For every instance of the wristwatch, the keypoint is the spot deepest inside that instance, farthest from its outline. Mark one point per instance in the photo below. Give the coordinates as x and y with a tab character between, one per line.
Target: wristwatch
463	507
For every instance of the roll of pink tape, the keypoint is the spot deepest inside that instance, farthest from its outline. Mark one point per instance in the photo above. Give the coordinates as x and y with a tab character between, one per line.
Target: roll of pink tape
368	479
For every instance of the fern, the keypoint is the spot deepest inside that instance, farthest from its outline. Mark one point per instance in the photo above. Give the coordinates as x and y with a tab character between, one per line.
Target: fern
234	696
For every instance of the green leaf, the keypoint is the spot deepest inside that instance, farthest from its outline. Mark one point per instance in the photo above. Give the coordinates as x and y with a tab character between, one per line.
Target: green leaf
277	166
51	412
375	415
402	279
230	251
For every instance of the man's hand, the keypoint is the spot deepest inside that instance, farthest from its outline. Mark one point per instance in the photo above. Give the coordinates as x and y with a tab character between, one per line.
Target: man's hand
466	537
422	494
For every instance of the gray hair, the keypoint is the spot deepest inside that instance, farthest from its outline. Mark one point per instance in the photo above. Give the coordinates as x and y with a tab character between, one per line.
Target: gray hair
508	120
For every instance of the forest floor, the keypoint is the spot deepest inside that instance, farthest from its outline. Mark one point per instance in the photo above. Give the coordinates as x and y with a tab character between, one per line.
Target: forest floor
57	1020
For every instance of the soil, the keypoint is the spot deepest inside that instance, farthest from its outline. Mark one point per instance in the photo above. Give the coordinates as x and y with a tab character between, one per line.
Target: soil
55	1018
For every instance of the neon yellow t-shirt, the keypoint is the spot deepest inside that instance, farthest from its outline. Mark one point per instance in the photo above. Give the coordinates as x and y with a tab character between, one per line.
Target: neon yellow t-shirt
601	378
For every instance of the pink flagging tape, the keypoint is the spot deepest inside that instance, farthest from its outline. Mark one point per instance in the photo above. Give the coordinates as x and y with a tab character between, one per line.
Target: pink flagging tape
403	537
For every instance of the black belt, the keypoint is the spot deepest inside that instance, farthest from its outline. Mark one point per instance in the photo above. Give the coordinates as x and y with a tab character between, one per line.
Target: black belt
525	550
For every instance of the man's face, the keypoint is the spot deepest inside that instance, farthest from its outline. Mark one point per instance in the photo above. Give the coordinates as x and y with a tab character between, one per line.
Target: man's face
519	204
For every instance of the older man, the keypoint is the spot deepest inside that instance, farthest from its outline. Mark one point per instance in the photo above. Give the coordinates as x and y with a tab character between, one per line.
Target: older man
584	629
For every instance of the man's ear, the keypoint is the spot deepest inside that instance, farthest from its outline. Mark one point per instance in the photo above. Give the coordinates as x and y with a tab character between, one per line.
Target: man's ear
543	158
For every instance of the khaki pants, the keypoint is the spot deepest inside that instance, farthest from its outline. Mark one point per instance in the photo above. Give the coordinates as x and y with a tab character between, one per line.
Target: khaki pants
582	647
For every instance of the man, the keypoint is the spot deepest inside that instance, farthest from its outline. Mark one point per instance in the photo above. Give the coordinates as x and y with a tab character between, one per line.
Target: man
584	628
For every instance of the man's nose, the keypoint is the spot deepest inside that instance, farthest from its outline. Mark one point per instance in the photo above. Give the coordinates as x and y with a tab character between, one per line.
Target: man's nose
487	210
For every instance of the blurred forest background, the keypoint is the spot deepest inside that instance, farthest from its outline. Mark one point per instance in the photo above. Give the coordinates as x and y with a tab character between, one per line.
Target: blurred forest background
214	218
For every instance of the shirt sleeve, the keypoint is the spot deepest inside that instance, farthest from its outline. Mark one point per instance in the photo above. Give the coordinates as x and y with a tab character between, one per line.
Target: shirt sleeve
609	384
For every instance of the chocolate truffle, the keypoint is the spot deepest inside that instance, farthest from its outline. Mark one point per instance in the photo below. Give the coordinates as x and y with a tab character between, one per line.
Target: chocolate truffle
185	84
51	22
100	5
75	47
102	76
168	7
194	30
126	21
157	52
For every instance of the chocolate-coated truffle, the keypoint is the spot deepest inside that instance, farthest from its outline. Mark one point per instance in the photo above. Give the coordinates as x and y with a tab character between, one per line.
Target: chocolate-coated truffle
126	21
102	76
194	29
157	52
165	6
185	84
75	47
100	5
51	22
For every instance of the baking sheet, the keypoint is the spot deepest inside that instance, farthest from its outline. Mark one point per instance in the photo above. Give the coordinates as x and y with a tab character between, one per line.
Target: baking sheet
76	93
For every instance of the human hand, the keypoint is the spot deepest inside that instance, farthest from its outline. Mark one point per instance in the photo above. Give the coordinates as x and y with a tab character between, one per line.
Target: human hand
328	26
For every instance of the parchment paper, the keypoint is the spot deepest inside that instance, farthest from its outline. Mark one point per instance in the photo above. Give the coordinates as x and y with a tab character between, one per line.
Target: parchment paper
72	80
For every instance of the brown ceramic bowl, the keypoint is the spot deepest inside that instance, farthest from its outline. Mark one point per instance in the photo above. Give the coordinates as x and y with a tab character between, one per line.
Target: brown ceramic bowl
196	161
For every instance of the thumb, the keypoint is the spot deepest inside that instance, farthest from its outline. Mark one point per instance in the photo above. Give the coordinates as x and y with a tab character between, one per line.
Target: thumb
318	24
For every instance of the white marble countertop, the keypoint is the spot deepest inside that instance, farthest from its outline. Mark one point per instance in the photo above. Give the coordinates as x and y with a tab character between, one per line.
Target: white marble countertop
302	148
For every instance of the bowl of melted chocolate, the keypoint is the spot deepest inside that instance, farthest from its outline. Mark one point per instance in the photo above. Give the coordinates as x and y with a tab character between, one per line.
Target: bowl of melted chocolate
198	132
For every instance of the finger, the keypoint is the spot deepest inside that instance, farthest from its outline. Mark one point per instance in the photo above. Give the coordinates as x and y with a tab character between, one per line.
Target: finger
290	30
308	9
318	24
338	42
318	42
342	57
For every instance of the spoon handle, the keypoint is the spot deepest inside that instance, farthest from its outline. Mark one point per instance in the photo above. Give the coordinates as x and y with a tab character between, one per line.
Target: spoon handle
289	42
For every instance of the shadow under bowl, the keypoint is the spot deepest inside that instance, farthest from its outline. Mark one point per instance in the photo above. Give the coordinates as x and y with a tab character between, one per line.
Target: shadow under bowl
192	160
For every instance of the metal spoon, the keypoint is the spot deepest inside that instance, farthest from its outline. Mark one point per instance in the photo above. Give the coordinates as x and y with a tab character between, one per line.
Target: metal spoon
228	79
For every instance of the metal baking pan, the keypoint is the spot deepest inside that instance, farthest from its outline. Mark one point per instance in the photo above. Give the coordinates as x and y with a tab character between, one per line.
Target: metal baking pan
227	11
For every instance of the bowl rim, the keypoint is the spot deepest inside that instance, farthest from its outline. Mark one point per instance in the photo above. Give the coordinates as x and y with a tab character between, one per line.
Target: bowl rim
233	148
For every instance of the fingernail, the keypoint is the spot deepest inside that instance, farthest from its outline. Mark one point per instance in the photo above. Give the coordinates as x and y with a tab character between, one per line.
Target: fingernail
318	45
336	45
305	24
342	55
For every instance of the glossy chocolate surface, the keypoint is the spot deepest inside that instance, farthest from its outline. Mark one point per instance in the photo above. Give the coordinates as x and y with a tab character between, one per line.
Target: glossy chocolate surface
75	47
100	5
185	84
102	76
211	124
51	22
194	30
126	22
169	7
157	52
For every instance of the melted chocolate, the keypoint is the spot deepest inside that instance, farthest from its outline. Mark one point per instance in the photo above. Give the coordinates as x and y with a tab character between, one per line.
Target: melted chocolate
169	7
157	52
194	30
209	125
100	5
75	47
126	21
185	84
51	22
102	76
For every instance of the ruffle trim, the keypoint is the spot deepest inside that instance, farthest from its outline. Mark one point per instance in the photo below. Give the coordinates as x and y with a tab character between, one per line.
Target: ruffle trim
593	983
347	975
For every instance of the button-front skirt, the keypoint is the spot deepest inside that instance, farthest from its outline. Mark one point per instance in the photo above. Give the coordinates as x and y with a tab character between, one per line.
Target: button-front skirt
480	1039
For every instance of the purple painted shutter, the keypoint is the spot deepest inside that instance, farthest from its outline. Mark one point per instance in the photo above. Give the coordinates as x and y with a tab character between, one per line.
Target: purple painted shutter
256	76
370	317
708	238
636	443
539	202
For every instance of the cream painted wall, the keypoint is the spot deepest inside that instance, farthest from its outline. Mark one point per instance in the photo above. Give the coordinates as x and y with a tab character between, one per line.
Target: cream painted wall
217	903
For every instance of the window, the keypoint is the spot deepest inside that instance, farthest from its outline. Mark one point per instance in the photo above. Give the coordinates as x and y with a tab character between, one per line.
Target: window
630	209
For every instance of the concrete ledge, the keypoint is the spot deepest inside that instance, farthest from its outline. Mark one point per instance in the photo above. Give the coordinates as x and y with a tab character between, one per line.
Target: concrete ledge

> _PROBLEM DESCRIPTION_:
Rewrite the material from the line that contains "For every instance of the soil, the" through the line that contains "Target: soil", replacing "soil" with "dirt" and keeping everything else the same.

> _EXERCISE RESULT_:
For every instance of the dirt, the keypoint is the spot deepest inside that instance, farthest from its outline. Mark one point per instance in the photo above. Give the coordinates as x and y with a tab character between, one per line.
Target: dirt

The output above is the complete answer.